- Opening Delimiter -

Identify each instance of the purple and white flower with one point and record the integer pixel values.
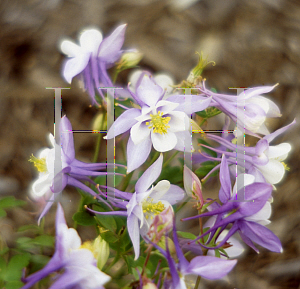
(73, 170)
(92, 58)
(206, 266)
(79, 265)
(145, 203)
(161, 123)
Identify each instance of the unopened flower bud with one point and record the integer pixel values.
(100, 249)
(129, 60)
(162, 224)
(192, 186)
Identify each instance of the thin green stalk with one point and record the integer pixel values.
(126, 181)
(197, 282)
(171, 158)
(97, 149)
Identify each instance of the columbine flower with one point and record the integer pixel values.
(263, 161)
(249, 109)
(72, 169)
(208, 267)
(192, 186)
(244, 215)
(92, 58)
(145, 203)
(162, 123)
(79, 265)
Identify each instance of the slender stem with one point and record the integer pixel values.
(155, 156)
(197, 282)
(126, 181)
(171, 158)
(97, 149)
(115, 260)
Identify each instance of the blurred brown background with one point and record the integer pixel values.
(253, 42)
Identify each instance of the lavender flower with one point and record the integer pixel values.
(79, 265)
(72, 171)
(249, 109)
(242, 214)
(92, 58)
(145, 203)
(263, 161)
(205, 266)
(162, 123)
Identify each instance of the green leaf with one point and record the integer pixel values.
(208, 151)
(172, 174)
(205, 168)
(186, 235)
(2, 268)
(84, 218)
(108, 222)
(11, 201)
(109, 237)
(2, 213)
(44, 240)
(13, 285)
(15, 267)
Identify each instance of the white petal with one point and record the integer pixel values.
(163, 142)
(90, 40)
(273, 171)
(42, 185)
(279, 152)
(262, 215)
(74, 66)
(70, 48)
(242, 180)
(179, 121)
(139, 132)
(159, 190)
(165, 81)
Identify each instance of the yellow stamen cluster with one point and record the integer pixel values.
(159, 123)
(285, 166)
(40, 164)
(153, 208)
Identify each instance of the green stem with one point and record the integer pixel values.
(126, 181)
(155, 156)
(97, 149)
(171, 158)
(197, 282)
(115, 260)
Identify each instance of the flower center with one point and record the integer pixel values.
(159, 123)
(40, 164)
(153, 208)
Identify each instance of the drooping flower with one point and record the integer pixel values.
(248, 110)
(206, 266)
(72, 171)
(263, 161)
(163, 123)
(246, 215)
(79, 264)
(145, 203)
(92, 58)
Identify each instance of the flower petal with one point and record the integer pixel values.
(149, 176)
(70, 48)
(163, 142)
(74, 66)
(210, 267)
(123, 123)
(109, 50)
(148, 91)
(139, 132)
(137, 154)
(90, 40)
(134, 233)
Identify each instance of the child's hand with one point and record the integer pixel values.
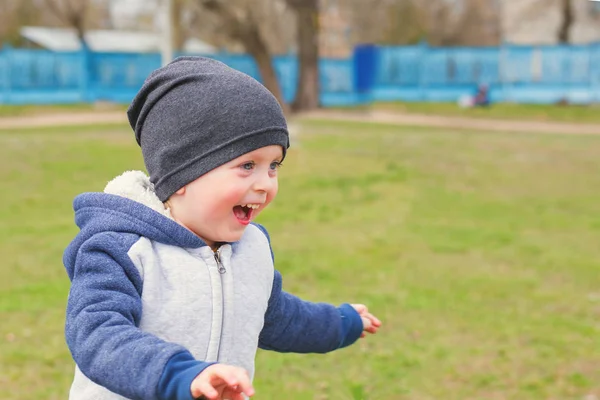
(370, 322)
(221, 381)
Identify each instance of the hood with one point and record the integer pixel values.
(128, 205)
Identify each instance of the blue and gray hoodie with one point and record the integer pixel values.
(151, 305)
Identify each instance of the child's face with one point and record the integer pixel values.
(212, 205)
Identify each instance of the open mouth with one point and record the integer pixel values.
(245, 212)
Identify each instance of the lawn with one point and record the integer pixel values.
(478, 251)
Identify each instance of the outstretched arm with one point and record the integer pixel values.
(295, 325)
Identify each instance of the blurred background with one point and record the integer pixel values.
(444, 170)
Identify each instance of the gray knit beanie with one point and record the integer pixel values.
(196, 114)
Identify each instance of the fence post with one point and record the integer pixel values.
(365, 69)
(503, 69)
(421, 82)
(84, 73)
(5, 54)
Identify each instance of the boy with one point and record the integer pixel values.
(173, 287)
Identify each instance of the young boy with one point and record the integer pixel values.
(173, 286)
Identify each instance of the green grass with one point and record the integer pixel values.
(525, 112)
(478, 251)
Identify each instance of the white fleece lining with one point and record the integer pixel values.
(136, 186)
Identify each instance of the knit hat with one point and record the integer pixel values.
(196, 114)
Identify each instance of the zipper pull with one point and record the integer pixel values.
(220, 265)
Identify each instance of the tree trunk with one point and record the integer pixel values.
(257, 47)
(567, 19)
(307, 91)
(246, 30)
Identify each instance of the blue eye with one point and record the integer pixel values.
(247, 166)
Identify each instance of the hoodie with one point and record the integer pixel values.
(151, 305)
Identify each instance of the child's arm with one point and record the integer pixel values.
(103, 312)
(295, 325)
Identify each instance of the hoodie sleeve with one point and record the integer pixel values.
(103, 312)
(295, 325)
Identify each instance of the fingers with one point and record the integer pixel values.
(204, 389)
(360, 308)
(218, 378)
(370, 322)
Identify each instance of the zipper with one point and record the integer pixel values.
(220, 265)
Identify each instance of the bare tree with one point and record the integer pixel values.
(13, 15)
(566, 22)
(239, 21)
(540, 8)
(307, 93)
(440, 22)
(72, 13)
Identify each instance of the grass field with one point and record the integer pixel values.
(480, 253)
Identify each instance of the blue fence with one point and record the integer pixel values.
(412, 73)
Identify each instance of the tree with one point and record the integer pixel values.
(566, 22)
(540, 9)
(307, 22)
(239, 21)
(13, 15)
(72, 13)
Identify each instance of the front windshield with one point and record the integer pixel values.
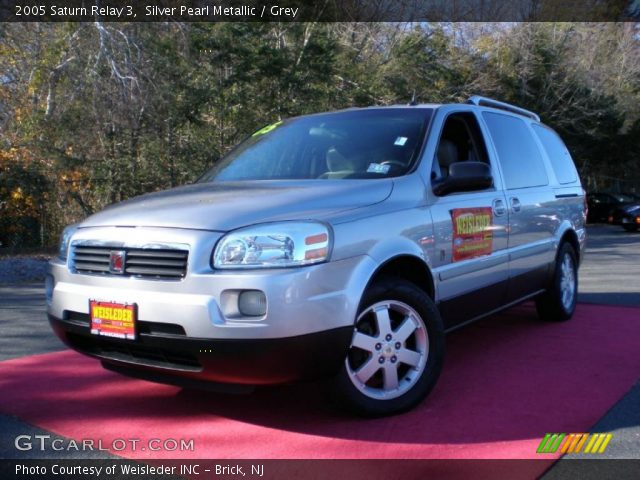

- Closing Delimiter -

§ Task prompt
Print the records exactly, every one. Leave out the pictures.

§ Answer for the task
Identify each instance of the purple and white flower with one point and record the integer pixel values.
(73, 170)
(92, 58)
(206, 266)
(79, 265)
(145, 203)
(161, 123)
Identify each instance of the unopened flower bud with one point and record the integer pixel values.
(100, 249)
(129, 60)
(162, 224)
(192, 186)
Identify each instance of the thin green stalk with one point and record the integer pixel values.
(126, 181)
(197, 282)
(171, 158)
(97, 149)
Identify each instance of the columbine flower with one point and record the integer pixel values.
(263, 161)
(249, 109)
(72, 169)
(208, 267)
(192, 186)
(244, 215)
(92, 58)
(145, 203)
(162, 123)
(79, 265)
Identify each instance of the slender stem with one point and record the integer pixel values.
(155, 156)
(197, 282)
(126, 181)
(171, 158)
(97, 149)
(115, 260)
Identify each instance of the blurred brown background with one point and record the integer pixel values.
(253, 42)
Identify each instance of the lavender flower with one point and record the integer pixel values.
(79, 265)
(72, 171)
(249, 109)
(242, 214)
(92, 58)
(145, 203)
(263, 161)
(205, 266)
(162, 123)
Identify each instance of the green leaf with one point and record the integer pixel values.
(208, 151)
(172, 174)
(205, 168)
(186, 235)
(2, 268)
(84, 218)
(108, 222)
(11, 201)
(109, 237)
(2, 213)
(44, 240)
(13, 285)
(15, 267)
Identify each instance of the white petal with one point and record the integer pixel values.
(163, 142)
(90, 40)
(273, 171)
(42, 185)
(279, 152)
(262, 215)
(74, 66)
(70, 48)
(242, 180)
(179, 121)
(139, 132)
(159, 190)
(165, 81)
Identify each instance of the yellow stamen cluster with one point and record the integer pixel values.
(159, 123)
(285, 166)
(40, 164)
(153, 208)
Identify each instance of the green stem with one point and record the integer pixel values.
(126, 181)
(155, 156)
(97, 149)
(171, 158)
(197, 282)
(115, 260)
Identify each instance of the flower center with one point and record the integer pixel values.
(159, 123)
(40, 164)
(153, 208)
Identify each instance of the drooping flower with one point and record the integer pixel values.
(248, 110)
(206, 266)
(72, 171)
(263, 161)
(163, 123)
(246, 215)
(79, 264)
(145, 203)
(92, 58)
Identify each instance of the flower petal with one point and record the integer pixel values.
(149, 176)
(70, 48)
(163, 142)
(74, 66)
(210, 267)
(123, 123)
(109, 50)
(148, 91)
(139, 132)
(137, 154)
(90, 40)
(134, 233)
Identify each instance of the child's hand with one point and record the integer pixel values.
(370, 322)
(221, 381)
Identify each instance of the hood with one point and record the integer pixel values.
(128, 205)
Identify each instance of the blue and gray hoodie with one point and record the integer pixel values.
(151, 305)
Identify each instance of the child's face with one point and record the integer pixel values.
(212, 205)
Identify each instance of the open mouth with one point and record the integer pixel values.
(245, 212)
Identify each instance of the lawn with one point and record the integer pixel values.
(478, 251)
Identify each instance of the outstretched arm with one point and record the integer pixel values.
(295, 325)
Identify each instance of the blurred background with one point and record the integer pixel values.
(444, 170)
Identify each instance of the gray knit beanie with one point and record the integer pixel values.
(196, 114)
Identify each instance of the fence post with one point and record the integer pixel values.
(365, 69)
(503, 69)
(421, 82)
(84, 73)
(5, 54)
Identify each instance of the boy with one point and record the integer pixel values.
(173, 287)
Identify each instance of the young boy with one point and record the integer pixel values.
(173, 286)
Identify each instance of the green grass with one point and record the integer pixel values.
(525, 112)
(478, 251)
Identify each instance of the white fleece lining with one point and record the integer pixel values.
(136, 186)
Identify each instance of the knit hat with one point and record the integer pixel values.
(196, 114)
Identify each instance of the zipper pull with one point and record the integer pixel values.
(220, 265)
Identify each instance of the tree trunk with one point and record the integer pixel values.
(257, 47)
(567, 19)
(307, 91)
(246, 30)
Identify each instance of the blue eye with one point and record the integer pixel values.
(247, 166)
Identify each instance of the hoodie with one point and record the integer pixel values.
(151, 305)
Identify each instance of the child's arm with one point and record the integer pixel values.
(103, 312)
(295, 325)
Identify each instance of the hoodie sleeve with one point and record the integer pixel values.
(103, 312)
(295, 325)
Identify each instance of the fingers with one point and record the integer pixel values.
(204, 389)
(360, 308)
(218, 378)
(370, 322)
Identify each instance of the zipper with one point and record the integer pixel values.
(220, 265)
Identify each instance of the bare tree with one point and record the integer pixel values.
(13, 15)
(566, 22)
(239, 21)
(540, 8)
(307, 93)
(440, 22)
(72, 13)
Identify each instance of the grass field with one point and record the integer pixel values.
(480, 253)
Identify each instance of the blue fence with one point and record the integer pixel values.
(412, 73)
Identify each instance of the tree with one point and record the integer pixel values.
(566, 22)
(540, 9)
(307, 22)
(239, 21)
(13, 15)
(72, 13)
Identify each instance of the front windshield with one point and record the integer pixel values.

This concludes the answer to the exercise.